WHAT IS NEEDED: Write out all records as given; omit images.
══ DATA UNDER STUDY
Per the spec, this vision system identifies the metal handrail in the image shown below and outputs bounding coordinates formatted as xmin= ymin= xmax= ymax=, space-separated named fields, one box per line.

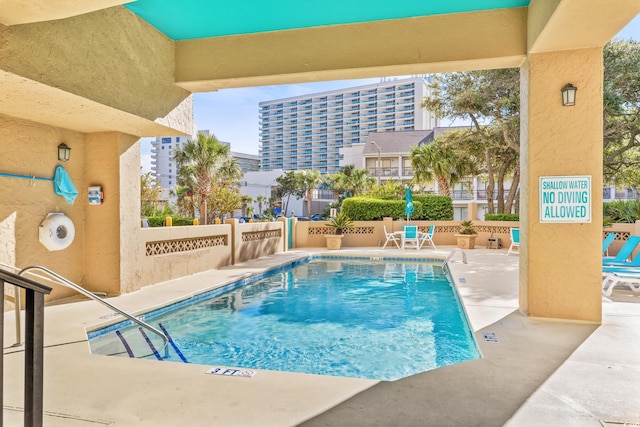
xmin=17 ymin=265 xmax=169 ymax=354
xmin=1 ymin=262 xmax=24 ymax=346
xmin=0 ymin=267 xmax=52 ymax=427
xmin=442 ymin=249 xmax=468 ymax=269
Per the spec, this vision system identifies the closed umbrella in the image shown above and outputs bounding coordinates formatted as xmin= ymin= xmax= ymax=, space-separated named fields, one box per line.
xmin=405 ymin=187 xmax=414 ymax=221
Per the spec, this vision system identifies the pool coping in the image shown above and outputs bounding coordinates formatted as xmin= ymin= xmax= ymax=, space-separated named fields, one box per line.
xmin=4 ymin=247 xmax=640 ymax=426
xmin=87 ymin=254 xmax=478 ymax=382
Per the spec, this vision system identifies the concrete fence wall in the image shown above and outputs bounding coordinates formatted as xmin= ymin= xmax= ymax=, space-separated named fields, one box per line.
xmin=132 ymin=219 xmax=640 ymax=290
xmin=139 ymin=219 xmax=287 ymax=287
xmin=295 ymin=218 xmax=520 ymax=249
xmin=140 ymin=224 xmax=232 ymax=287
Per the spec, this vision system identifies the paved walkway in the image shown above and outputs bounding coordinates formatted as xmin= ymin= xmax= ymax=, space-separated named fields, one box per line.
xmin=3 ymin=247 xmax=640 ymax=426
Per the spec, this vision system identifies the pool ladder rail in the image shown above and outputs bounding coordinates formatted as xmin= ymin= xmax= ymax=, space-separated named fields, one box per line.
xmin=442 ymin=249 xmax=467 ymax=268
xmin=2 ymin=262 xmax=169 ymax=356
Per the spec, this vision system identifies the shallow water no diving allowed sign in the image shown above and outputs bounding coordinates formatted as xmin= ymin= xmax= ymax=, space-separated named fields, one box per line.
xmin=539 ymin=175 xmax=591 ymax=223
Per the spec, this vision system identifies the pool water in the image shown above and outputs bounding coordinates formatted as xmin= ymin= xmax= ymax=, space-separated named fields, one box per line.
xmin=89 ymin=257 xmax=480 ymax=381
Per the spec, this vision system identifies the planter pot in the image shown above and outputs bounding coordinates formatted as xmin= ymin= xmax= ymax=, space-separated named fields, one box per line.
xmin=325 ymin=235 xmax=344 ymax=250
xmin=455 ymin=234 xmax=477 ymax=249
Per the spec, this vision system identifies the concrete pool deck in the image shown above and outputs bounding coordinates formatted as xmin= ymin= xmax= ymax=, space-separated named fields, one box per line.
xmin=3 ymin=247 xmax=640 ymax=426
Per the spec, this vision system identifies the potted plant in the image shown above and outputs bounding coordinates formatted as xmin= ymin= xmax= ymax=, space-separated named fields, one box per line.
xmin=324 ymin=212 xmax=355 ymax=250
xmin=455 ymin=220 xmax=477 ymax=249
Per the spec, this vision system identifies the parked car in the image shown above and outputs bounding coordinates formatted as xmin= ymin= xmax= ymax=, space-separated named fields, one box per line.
════
SOLVED PROBLEM:
Per the spec, this vision system identifies the metal handrail in the image shown below and outputs bounding coordinates formatted as xmin= ymin= xmax= ymax=, space-separated named fields, one box per line.

xmin=17 ymin=265 xmax=169 ymax=354
xmin=1 ymin=262 xmax=24 ymax=346
xmin=0 ymin=267 xmax=52 ymax=427
xmin=442 ymin=249 xmax=468 ymax=269
Per the spec, this vision system identifies the closed umbrella in the image shown above and outputs bounding coordinates formatted as xmin= ymin= xmax= ymax=, space-separated named fields, one box per line.
xmin=405 ymin=187 xmax=414 ymax=221
Per the spec, this vision system identifies the pool coping in the image shown above and outputs bounding coordinates formatted as xmin= ymin= xmax= ymax=, space-separated named fields, one box per line.
xmin=4 ymin=247 xmax=640 ymax=426
xmin=87 ymin=254 xmax=478 ymax=382
Per the spec, this vision system identifies the concrete fence wall in the image shown above and outputs bounding coordinates formatted as xmin= ymin= xmax= ymax=, space-separated named fields, one box per line.
xmin=132 ymin=219 xmax=640 ymax=290
xmin=139 ymin=219 xmax=287 ymax=287
xmin=295 ymin=218 xmax=520 ymax=249
xmin=140 ymin=224 xmax=232 ymax=287
Per the spec, this vision system identifies the paved walkway in the image shown above and outputs bounding coordinates formatted as xmin= ymin= xmax= ymax=, space-separated named fields, one box per line.
xmin=3 ymin=247 xmax=640 ymax=426
Per the spec, this vision system identifies the pool ladder rail in the image shown above and outputs bounding coordinates formatted as xmin= ymin= xmax= ymax=, space-separated named fields, one box per line.
xmin=442 ymin=249 xmax=467 ymax=268
xmin=2 ymin=262 xmax=169 ymax=356
Per the spec, this vision system identifies the shallow water no diving allowed sign in the image shown above and outputs bounding coordinates formatted as xmin= ymin= xmax= ymax=, space-separated named fields, one box per line.
xmin=539 ymin=175 xmax=591 ymax=223
Per the spec, this vision system identifies the pool water in the image shown above and outputs bounding coordinates formatted as xmin= ymin= xmax= ymax=, space-separated named fields, one box per line.
xmin=89 ymin=257 xmax=480 ymax=381
Per the spec, this vision system identifies the planter pot in the image shown above and outputs bounding coordinates formatted as xmin= ymin= xmax= ymax=, space-separated named fields, one box per line.
xmin=325 ymin=235 xmax=344 ymax=250
xmin=455 ymin=234 xmax=477 ymax=249
Per the spec, this vision system identifies the concrete pool deck in the image shown above and outputs bounding coordinates formatted as xmin= ymin= xmax= ymax=, space-separated named fields, one box per line.
xmin=3 ymin=247 xmax=640 ymax=426
Per the spec, this vision system identifies the potted plant in the image shown above and outputs bounding coordinates formatted as xmin= ymin= xmax= ymax=, space-separated named fields, one box per line.
xmin=324 ymin=212 xmax=355 ymax=250
xmin=455 ymin=220 xmax=477 ymax=249
Per the spec, this vision system identifies the parked car in the image shown above and outputs bounding coordinates formatted as xmin= ymin= xmax= ymax=, space-separated named fields, one box per line.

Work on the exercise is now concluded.